Your goal:
Go through the listing and copy every line word for word.

::: Record set :::

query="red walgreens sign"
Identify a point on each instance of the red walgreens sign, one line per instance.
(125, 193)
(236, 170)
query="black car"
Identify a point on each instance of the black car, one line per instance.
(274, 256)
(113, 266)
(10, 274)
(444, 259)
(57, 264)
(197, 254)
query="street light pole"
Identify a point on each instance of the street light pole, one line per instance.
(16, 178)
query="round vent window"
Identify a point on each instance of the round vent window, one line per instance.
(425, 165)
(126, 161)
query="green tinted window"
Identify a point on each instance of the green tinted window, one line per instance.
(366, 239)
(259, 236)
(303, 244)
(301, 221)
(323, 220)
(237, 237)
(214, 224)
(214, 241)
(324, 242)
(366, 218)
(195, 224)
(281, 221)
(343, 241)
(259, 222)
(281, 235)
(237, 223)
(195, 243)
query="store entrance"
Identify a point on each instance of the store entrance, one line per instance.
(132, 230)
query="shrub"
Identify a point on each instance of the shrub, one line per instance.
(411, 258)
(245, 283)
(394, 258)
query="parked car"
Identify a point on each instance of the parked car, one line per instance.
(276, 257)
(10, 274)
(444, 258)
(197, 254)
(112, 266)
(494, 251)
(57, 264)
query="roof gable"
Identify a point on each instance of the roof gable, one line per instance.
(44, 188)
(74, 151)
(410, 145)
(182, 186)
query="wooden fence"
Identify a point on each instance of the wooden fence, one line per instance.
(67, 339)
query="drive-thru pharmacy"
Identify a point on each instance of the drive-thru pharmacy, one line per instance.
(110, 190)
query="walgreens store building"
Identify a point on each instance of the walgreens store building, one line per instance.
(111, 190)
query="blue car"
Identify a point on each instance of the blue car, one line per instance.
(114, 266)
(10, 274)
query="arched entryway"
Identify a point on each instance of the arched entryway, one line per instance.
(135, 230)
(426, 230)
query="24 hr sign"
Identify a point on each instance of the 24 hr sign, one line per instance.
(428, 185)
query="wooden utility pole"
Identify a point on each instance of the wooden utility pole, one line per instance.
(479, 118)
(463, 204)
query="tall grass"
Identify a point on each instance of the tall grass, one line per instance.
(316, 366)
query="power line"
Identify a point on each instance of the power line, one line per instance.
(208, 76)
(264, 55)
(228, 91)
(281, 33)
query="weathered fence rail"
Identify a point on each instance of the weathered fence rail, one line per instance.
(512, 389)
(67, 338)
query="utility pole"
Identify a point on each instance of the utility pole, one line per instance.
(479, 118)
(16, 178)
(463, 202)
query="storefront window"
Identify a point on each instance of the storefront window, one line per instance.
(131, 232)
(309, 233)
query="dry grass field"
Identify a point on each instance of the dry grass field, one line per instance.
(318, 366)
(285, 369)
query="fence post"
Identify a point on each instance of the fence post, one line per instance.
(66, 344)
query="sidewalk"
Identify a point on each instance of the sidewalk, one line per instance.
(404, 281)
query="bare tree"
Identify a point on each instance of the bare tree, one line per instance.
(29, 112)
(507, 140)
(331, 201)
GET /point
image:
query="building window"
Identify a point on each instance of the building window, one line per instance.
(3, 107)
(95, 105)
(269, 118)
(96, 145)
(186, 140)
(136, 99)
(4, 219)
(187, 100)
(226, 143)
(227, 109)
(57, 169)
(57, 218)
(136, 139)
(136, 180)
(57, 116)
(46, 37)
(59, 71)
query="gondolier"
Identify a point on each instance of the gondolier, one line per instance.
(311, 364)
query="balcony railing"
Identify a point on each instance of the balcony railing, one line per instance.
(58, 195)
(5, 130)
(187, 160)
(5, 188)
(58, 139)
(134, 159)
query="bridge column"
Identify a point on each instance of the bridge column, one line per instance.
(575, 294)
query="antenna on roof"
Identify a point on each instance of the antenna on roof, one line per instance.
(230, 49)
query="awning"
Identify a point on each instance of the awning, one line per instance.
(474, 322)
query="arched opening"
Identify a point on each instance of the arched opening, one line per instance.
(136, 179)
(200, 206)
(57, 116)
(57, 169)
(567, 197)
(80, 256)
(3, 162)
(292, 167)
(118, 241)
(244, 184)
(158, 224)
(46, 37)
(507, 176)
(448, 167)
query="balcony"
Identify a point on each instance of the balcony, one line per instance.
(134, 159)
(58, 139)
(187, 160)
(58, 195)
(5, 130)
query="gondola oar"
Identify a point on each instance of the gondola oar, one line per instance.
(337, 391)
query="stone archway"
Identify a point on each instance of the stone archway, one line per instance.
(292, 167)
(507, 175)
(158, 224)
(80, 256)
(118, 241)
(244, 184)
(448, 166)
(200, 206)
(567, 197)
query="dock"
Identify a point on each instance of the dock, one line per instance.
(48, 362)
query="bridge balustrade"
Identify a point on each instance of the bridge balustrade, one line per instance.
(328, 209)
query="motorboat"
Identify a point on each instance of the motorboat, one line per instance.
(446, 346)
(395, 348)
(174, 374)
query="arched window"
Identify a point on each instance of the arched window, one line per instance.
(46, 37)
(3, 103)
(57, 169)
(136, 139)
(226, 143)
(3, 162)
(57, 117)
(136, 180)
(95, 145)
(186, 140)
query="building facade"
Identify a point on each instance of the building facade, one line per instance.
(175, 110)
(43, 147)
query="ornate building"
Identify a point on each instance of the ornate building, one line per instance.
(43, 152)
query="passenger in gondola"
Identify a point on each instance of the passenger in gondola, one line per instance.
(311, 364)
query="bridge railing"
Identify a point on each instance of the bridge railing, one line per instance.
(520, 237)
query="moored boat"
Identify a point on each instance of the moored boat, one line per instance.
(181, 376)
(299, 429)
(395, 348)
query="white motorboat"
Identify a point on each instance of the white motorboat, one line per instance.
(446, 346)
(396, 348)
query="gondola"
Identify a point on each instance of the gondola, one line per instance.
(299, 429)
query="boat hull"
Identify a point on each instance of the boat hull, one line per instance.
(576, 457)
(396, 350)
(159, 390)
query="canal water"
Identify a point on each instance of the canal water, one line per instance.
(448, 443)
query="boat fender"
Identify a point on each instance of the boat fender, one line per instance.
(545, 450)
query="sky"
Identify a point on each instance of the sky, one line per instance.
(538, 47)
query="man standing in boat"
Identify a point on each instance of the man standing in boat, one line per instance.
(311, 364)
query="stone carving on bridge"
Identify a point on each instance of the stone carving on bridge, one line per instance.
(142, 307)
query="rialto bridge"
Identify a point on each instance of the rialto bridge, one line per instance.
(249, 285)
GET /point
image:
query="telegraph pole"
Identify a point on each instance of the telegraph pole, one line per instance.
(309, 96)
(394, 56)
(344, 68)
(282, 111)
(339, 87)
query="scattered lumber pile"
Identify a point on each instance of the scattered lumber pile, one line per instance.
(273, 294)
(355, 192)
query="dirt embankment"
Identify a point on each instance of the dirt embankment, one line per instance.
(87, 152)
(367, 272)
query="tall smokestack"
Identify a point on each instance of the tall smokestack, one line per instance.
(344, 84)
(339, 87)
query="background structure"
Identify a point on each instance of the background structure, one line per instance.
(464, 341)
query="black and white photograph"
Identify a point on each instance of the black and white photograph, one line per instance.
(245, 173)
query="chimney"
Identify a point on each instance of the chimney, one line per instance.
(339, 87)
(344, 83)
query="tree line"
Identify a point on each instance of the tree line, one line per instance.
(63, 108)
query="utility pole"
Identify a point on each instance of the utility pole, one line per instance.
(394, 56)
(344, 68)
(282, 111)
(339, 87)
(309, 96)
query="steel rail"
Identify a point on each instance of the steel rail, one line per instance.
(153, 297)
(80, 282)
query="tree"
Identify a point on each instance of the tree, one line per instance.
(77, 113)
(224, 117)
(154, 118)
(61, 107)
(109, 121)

:::

Solution:
query="red walgreens sign"
Identify a point on each instance of the red walgreens sign, one line per instance.
(125, 193)
(236, 170)
query="black car"
Identify a point on each instance of the black car, one line per instance.
(274, 256)
(113, 266)
(10, 274)
(444, 259)
(57, 264)
(197, 254)
query="street light pole"
Identify a point on each instance of the street light pole, one line per instance.
(16, 178)
query="round vent window"
Identify a point on each instance of the round vent window, one line per instance.
(425, 165)
(126, 161)
query="green tinted window"
Identify a point on each instance of the green tinted window, one line per instance.
(366, 239)
(259, 236)
(303, 244)
(301, 221)
(323, 220)
(237, 237)
(214, 224)
(214, 241)
(324, 242)
(366, 218)
(195, 224)
(281, 221)
(343, 241)
(259, 222)
(281, 235)
(237, 223)
(195, 243)
query="store entrance"
Identify a point on each instance of the store entrance, one line per instance.
(132, 230)
query="shrub"
Identify a point on each instance of the shrub, one line per instance.
(411, 258)
(245, 283)
(394, 258)
query="parked car"
Identify a point on each instance of the parked car, one line per instance.
(276, 257)
(10, 274)
(444, 258)
(197, 254)
(112, 266)
(494, 251)
(57, 264)
query="roof gable"
Identify a point on each instance of the roof gable, one line per instance.
(44, 188)
(74, 151)
(410, 145)
(182, 186)
query="wooden fence"
Identify a point on each instance of the wooden fence, one line per instance.
(67, 339)
query="drive-thru pharmacy"
Identify a point on each instance of the drive-thru pharmacy, one line per instance.
(110, 190)
query="walgreens store building"
Identify a point on each instance of the walgreens store building, one line per instance.
(111, 190)
query="blue car"
Identify a point on each instance of the blue car, one line per instance.
(114, 266)
(10, 274)
query="arched entryway"
Identify a point on each instance of the arched entryway, one line per instance.
(135, 230)
(426, 230)
query="24 hr sign"
Identify a point on each instance of the 24 hr sign, one line per instance.
(428, 185)
query="wooden utility pole"
Identify a point on each instance of the wooden utility pole, one line per instance.
(479, 118)
(463, 204)
query="tall grass"
Identify a point on each instance of the tall grass, one line per instance.
(316, 366)
query="power line"
Identify a point on each instance of the power line, one line per instance.
(208, 76)
(264, 55)
(228, 91)
(281, 33)
query="weathered fence rail"
Identify a point on each instance of the weathered fence rail, one line per instance.
(512, 389)
(67, 338)
query="utility pole"
Identify a point on each instance of the utility pole, one line per instance.
(479, 118)
(16, 178)
(463, 202)
query="storefront window"
Identify a point on each instance of the storefront window, one line per instance.
(131, 232)
(309, 233)
query="dry grass field"
Identify a point on each instance of the dry grass field, one line per instance.
(318, 366)
(285, 369)
query="fence post"
Identify a point on each instance of the fence post, one line per instance.
(66, 344)
query="sidewalk"
Identify a point on each instance of the sidewalk, one line per instance.
(404, 281)
query="bare tree"
Identify a point on each instance of the bare tree, one line per instance.
(29, 112)
(507, 140)
(331, 201)
GET /point
image:
query="building window"
Identify a point on each instance of the building window, one line per instance.
(3, 107)
(95, 105)
(269, 118)
(96, 145)
(186, 140)
(136, 99)
(4, 219)
(187, 100)
(226, 143)
(227, 109)
(57, 169)
(57, 218)
(136, 139)
(136, 180)
(57, 116)
(46, 37)
(59, 71)
query="gondolier"
Identify a point on each instance of the gondolier, one line per instance.
(311, 364)
query="balcony railing"
Identify a point on each instance of the balcony railing, one line per instance.
(58, 195)
(5, 130)
(187, 160)
(5, 188)
(58, 139)
(134, 159)
query="bridge column"
Identify a point on each instance of the bridge column, one line per instance.
(575, 294)
query="antenna on roof"
Identify a point on each instance of the antenna on roof, one line per instance.
(230, 49)
query="awning"
Identify a point on each instance of the awning, one line per instance.
(474, 322)
query="arched opening"
Identify a point on each instance of the arched opening, one line per instance.
(136, 179)
(200, 206)
(57, 116)
(57, 169)
(567, 197)
(80, 256)
(3, 162)
(292, 167)
(118, 241)
(244, 184)
(158, 224)
(46, 37)
(507, 176)
(448, 167)
query="balcony"
Identify a point on each instance of the balcony, one line per instance.
(134, 159)
(58, 139)
(187, 160)
(58, 195)
(5, 130)
query="gondola oar"
Identify a point on each instance of the gondola oar, one line per instance.
(337, 391)
query="stone archway"
Identify a point on each instance of the stone archway, one line per instance.
(292, 167)
(507, 175)
(158, 224)
(80, 256)
(118, 241)
(244, 184)
(448, 166)
(200, 206)
(567, 197)
query="dock"
Identify a point on each instance of the dock, one line per instance.
(48, 362)
query="bridge balustrade"
Identify a point on each instance of the bridge balustrade, one line per instance.
(328, 209)
query="motorboat"
Identify a point on each instance of the motorboat, one line per instance.
(446, 346)
(395, 348)
(174, 374)
query="arched window"
Identify a point on each instance of the arched window, one line per instance.
(46, 37)
(3, 103)
(57, 169)
(136, 139)
(226, 143)
(3, 162)
(57, 117)
(136, 180)
(95, 145)
(186, 140)
query="building facade"
Identify a point on each instance of the building facade, one line per instance.
(175, 110)
(43, 147)
query="ornate building"
Identify a point on each instance of the ornate building, one line per instance.
(43, 152)
query="passenger in gondola"
Identify a point on each instance of the passenger in gondola, one line per instance.
(311, 364)
query="bridge railing"
Identify a point on each instance of the bridge railing, one line per instance.
(520, 237)
query="moored boat"
Identify a point on each instance of the moored boat, one line per instance.
(181, 376)
(299, 429)
(395, 348)
query="white motorboat"
Identify a point on each instance of the white motorboat, one line per instance.
(446, 346)
(396, 348)
query="gondola"
Identify a point on each instance of the gondola, one line per instance.
(299, 429)
query="boat hull"
Identify a point on each instance of the boat hull, one line per instance.
(576, 457)
(396, 350)
(159, 390)
query="canal water"
Identify a point on each instance of the canal water, one line per instance.
(448, 443)
query="boat fender"
Identify a point on each instance of the boat fender, one line per instance.
(545, 450)
query="sky"
Identify a point on each instance of the sky, one line per instance.
(538, 47)
query="man standing in boat"
Identify a point on each instance of the man standing in boat, one line per instance.
(311, 364)
query="stone carving on bridge"
Identify a point on each instance of the stone carving on bridge, one line per instance.
(142, 307)
query="rialto bridge"
Identify a point on each instance of the rialto bridge, one line per instance.
(249, 285)
GET /point
image:
query="telegraph pole"
Identify a point on each instance of the telegraph pole, one line per instance.
(309, 96)
(394, 56)
(344, 68)
(282, 111)
(339, 87)
query="scattered lumber pile"
Identify a point on each instance of the scattered lumber pile, one line per instance.
(273, 294)
(355, 192)
query="dirt embankment"
Identify a point on each instance of the dirt embankment, one line per instance.
(87, 152)
(367, 272)
query="tall smokestack"
Identify a point on each instance of the tall smokestack, one line per instance.
(344, 84)
(339, 87)
query="background structure"
Identify a point on each instance of the background structure, one line per instance.
(464, 341)
query="black and white photograph"
Identify a point on each instance of the black and white photograph, one line per instance.
(245, 173)
query="chimney"
Identify a point on each instance of the chimney, one line per instance.
(339, 87)
(344, 83)
query="tree line"
Identify a point on each instance of the tree line, one line per instance.
(63, 108)
query="utility pole"
Identify a point on each instance of the utility pole, one line per instance.
(394, 56)
(344, 68)
(282, 111)
(339, 87)
(309, 96)
query="steel rail"
Identify a point on each instance of the steel rail, one line per instance.
(153, 297)
(80, 282)
query="tree"
Identify a point on each instance of the tree, one line per instance.
(77, 113)
(224, 117)
(154, 118)
(61, 107)
(109, 121)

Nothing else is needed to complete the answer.